◆ **Testo fornito**
******************************

Originariamente questa Introduzione è apparsa in Ettore Perrella, Dialogo sui tre principi della scienza. Perché una fondazione etica è necessaria all’epistemologia, Ipoc, collana Con-scientia Milano 2014, pp. 632. Il Dialogo, suddiviso in tre volumi, è in corso di ristampa nei formati PDF, epub, mobi-Kindle presso Polimnia Digital Editions, Sacile (PN).
Recentemente è stato pubblicato il volume I. La parola e l’atto. La pubblicazione del II e III volume (II. La scienza, fra l’etica e l’ontologia; III. La scienza come pratica formativa) è prevista entro la fine di novembre 2021.

******************************

◆ **Informazioni mostrate**
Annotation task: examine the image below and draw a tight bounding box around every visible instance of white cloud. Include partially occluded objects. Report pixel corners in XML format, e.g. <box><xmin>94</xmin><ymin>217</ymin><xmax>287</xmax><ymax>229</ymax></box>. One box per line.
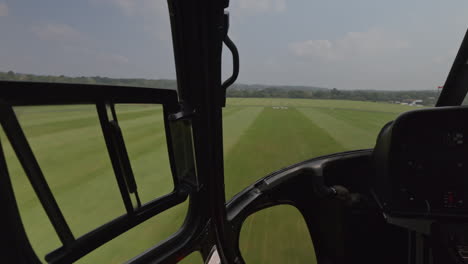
<box><xmin>289</xmin><ymin>28</ymin><xmax>409</xmax><ymax>60</ymax></box>
<box><xmin>0</xmin><ymin>2</ymin><xmax>9</xmax><ymax>17</ymax></box>
<box><xmin>93</xmin><ymin>0</ymin><xmax>168</xmax><ymax>17</ymax></box>
<box><xmin>33</xmin><ymin>24</ymin><xmax>88</xmax><ymax>44</ymax></box>
<box><xmin>238</xmin><ymin>0</ymin><xmax>286</xmax><ymax>13</ymax></box>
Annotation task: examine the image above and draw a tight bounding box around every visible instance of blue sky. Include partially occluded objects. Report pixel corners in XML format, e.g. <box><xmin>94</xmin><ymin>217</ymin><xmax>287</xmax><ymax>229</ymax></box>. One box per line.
<box><xmin>0</xmin><ymin>0</ymin><xmax>468</xmax><ymax>90</ymax></box>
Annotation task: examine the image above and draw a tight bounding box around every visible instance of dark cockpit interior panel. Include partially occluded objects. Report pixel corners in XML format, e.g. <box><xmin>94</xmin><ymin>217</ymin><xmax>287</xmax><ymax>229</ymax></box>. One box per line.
<box><xmin>372</xmin><ymin>107</ymin><xmax>468</xmax><ymax>217</ymax></box>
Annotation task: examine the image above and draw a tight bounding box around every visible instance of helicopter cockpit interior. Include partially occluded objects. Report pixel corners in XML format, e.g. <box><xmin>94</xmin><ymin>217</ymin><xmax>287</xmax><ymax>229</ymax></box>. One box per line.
<box><xmin>0</xmin><ymin>0</ymin><xmax>468</xmax><ymax>264</ymax></box>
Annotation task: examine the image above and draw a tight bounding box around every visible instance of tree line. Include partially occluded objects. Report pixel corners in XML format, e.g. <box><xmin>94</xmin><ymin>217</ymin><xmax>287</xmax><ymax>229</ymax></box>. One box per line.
<box><xmin>0</xmin><ymin>71</ymin><xmax>438</xmax><ymax>105</ymax></box>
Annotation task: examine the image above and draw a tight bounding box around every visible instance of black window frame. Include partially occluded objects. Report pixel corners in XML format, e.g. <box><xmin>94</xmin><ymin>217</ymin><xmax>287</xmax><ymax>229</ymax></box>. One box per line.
<box><xmin>0</xmin><ymin>81</ymin><xmax>197</xmax><ymax>263</ymax></box>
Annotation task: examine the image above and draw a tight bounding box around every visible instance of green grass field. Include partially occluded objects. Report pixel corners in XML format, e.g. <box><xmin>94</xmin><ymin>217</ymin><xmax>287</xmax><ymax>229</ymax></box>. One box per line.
<box><xmin>1</xmin><ymin>98</ymin><xmax>414</xmax><ymax>263</ymax></box>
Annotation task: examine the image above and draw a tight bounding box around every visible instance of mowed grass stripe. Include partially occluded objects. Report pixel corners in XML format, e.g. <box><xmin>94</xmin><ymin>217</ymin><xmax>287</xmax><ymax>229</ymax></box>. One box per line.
<box><xmin>298</xmin><ymin>108</ymin><xmax>375</xmax><ymax>150</ymax></box>
<box><xmin>223</xmin><ymin>107</ymin><xmax>263</xmax><ymax>155</ymax></box>
<box><xmin>229</xmin><ymin>107</ymin><xmax>344</xmax><ymax>263</ymax></box>
<box><xmin>225</xmin><ymin>107</ymin><xmax>345</xmax><ymax>198</ymax></box>
<box><xmin>314</xmin><ymin>109</ymin><xmax>401</xmax><ymax>133</ymax></box>
<box><xmin>227</xmin><ymin>98</ymin><xmax>415</xmax><ymax>113</ymax></box>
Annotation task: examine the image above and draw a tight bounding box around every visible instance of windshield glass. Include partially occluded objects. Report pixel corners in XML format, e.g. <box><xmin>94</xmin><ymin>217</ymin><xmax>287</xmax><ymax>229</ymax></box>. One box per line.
<box><xmin>224</xmin><ymin>0</ymin><xmax>468</xmax><ymax>199</ymax></box>
<box><xmin>0</xmin><ymin>0</ymin><xmax>176</xmax><ymax>88</ymax></box>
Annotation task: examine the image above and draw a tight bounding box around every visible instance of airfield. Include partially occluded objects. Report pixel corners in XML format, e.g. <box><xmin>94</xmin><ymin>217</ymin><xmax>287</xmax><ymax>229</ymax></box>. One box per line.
<box><xmin>1</xmin><ymin>98</ymin><xmax>415</xmax><ymax>263</ymax></box>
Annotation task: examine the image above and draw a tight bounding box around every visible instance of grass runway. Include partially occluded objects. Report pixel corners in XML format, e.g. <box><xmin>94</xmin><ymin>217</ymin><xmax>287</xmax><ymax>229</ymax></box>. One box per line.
<box><xmin>1</xmin><ymin>98</ymin><xmax>414</xmax><ymax>263</ymax></box>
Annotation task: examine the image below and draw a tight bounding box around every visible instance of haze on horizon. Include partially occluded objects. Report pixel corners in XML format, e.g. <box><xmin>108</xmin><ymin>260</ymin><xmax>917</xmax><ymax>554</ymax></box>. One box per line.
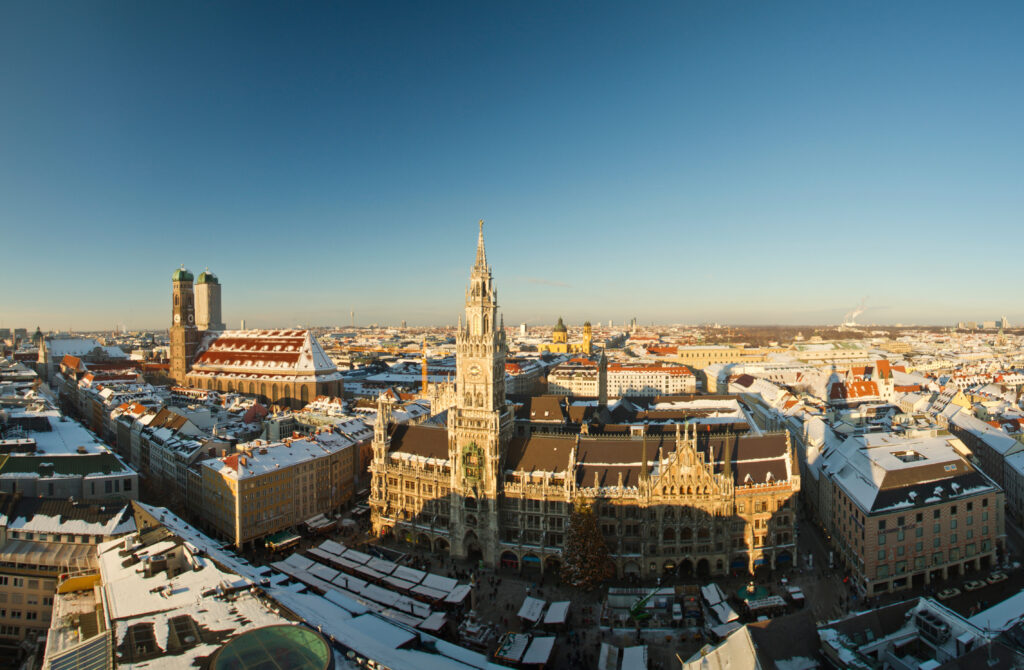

******************************

◆ **Compito scritto**
Nel testo fornito, sostituisci "novembre" con "dicembre" nel passo che va da "Originariamente questa Introduzione" a "di novembre 2021.", e riporta il passo così modificato. I record non servono per svolgere il lavoro.

◆ **Risultato del compito**
Originariamente questa Introduzione è apparsa in Ettore Perrella, Dialogo sui tre principi della scienza. Perché una fondazione etica è necessaria all’epistemologia, Ipoc, collana Con-scientia Milano 2014, pp. 632. Il Dialogo, suddiviso in tre volumi, è in corso di ristampa nei formati PDF, epub, mobi-Kindle presso Polimnia Digital Editions, Sacile (PN).
Recentemente è stato pubblicato il volume I. La parola e l’atto. La pubblicazione del II e III volume (II. La scienza, fra l’etica e l’ontologia; III. La scienza come pratica formativa) è prevista entro la fine di dicembre 2021.